Document passage:
# The Manor Laceby linconshire



## grumpyjock (Apr 8, 2016)

Was in the area on a training course so decided to have a shifty after work.
I arrived just as the ladies were finishing the afternoon comp.
\\they looked very smart in the matching jumpers.
The fairways looked in good condition after all the rain we have had, no standing water in the bunkers and fairways.
The green looked good as well.
The Pro shop closed just as I arrived at 6 o'clock but the upstairs bar was open and accommodating with helpful bar staff.
Was show around the clubhouse and the facility's were reasonable but no visitors area or lockers.
There is a driving range but it was away at the back of the lodges and a bit far out.
http://www.lacebymanorgolfclub.co.uk/
Prices seem reasonable.
Might just arrange a meet at some time.


----------



## Lincoln Quaker (Apr 9, 2016)

Did you play the course?

its ok, nothing special, I think if your in the area it's ok for a game but it's not worth travelling more than 20 miles for, they use to have the members and visitors in the upstairs bar that's nice but now concentrate on weddings so golfers are now put downstairs!


----------



## grumpyjock (Apr 9, 2016)

No was staying at Stallingborough Grange so went for a shifty:. Will be in Cleethorpes  third week in May so may try and arrange a midweek meet, are you a member then?


----------



## Lincoln Quaker (Apr 9, 2016)

grumpyjock said:



			No was staying at Stallingborough Grange so went for a shifty:. Will be in Cleethorpes  third week in May so may try and arrange a midweek meet, are you a member then?
		
Click to expand...

No I am not a member, played it a couple of months ago in a society event.


----------



## drewster (Apr 12, 2016)

I joined and then quickly went back to my old club.  It's ok for a knock but not the best "club" if that makes sense.  I'd be happy to meet you for a round in May if you fancy it ?


----------



## ScienceBoy (Apr 13, 2016)

drewster said:



			I joined and then quickly went back to my old club.  It's ok for a knock but not the best "club" if that makes sense.  I'd be happy to meet you for a round in May if you fancy it ?
		
Click to expand...

Off topic: Did you keep the Pergola? How are/were the grapes?

On Topic: It seems to swing wildly that place, from good to not so good. Never amazing but never poor.

I have played it a lot and would always go back, some interesting holes but as others have said, unless you have a reason to play it then its better to go for others in the area.

I prefer Waltham and Grimsby, two good courses. Clee is not bad and further out Market Rasen and Elsham are both worth a visit!

Its actually a great area for golf, lots of good courses in a small area.


----------



## grumpyjock (Apr 16, 2016)

Have played most of the course around Grimsby and Scunthorpe, just looking for somewhere new to play.


----------

Pointing and labeling entries:
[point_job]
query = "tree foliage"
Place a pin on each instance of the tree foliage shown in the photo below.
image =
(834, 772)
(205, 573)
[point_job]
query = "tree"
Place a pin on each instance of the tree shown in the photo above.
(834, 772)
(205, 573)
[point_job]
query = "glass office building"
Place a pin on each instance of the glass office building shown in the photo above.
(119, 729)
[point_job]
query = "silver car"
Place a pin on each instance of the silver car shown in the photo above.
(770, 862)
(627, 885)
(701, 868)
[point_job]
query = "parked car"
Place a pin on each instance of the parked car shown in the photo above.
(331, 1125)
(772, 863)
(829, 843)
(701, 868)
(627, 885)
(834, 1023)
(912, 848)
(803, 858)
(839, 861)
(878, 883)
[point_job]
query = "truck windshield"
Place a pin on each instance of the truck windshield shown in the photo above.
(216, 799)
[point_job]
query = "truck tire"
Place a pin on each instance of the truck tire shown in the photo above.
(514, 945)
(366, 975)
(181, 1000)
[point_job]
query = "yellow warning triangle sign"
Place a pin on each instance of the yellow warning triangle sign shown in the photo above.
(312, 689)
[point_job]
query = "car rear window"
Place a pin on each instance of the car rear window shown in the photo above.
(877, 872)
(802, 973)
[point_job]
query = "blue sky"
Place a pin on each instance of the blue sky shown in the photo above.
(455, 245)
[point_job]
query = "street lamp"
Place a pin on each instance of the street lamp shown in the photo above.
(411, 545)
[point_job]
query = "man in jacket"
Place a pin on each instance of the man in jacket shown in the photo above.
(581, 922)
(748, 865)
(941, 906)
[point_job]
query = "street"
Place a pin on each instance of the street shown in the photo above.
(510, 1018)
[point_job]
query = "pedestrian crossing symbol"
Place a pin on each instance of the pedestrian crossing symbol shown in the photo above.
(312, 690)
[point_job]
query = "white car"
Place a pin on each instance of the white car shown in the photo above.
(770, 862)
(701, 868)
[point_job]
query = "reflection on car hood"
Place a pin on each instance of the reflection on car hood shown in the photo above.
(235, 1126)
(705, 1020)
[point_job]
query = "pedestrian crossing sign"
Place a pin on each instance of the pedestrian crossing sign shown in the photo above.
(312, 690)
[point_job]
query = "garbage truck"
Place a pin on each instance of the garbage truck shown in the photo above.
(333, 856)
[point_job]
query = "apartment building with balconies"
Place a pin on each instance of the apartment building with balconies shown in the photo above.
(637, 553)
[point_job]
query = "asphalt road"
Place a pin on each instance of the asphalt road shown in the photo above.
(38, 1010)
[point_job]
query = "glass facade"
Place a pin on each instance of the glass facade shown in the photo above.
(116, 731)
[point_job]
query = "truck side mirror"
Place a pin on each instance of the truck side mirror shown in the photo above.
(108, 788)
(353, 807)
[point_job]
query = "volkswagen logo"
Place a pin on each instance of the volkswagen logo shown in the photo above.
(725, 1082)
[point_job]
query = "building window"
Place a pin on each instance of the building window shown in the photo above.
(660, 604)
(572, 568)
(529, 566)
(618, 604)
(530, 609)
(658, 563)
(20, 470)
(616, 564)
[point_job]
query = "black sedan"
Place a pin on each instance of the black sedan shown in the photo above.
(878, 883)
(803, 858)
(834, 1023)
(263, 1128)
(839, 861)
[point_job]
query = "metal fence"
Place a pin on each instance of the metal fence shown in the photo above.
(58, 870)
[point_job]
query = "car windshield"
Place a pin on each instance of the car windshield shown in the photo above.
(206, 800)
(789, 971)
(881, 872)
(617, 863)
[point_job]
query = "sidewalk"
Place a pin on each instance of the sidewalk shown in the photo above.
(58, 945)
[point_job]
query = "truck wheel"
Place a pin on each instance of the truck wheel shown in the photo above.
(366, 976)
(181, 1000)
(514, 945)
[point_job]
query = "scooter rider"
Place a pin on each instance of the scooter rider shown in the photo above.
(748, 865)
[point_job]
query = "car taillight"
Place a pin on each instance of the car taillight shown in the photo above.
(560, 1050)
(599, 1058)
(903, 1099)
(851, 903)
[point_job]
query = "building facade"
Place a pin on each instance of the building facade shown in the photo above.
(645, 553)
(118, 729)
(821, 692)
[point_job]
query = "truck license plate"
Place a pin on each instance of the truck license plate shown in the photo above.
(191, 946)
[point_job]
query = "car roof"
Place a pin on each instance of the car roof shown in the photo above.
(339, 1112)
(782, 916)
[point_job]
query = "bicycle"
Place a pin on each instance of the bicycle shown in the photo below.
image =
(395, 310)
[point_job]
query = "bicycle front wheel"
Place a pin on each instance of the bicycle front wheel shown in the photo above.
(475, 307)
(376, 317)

Work to complete:
Transcribe the portion of the Laceby Manor golf thread above between "The Pro shop" and "Prices seem reasonable.", inclusive.

Correct response:
The Pro shop closed just as I arrived at 6 o'clock but the upstairs bar was open and accommodating with helpful bar staff.
Was show around the clubhouse and the facility's were reasonable but no visitors area or lockers.
There is a driving range but it was away at the back of the lodges and a bit far out.
http://www.lacebymanorgolfclub.co.uk/
Prices seem reasonable.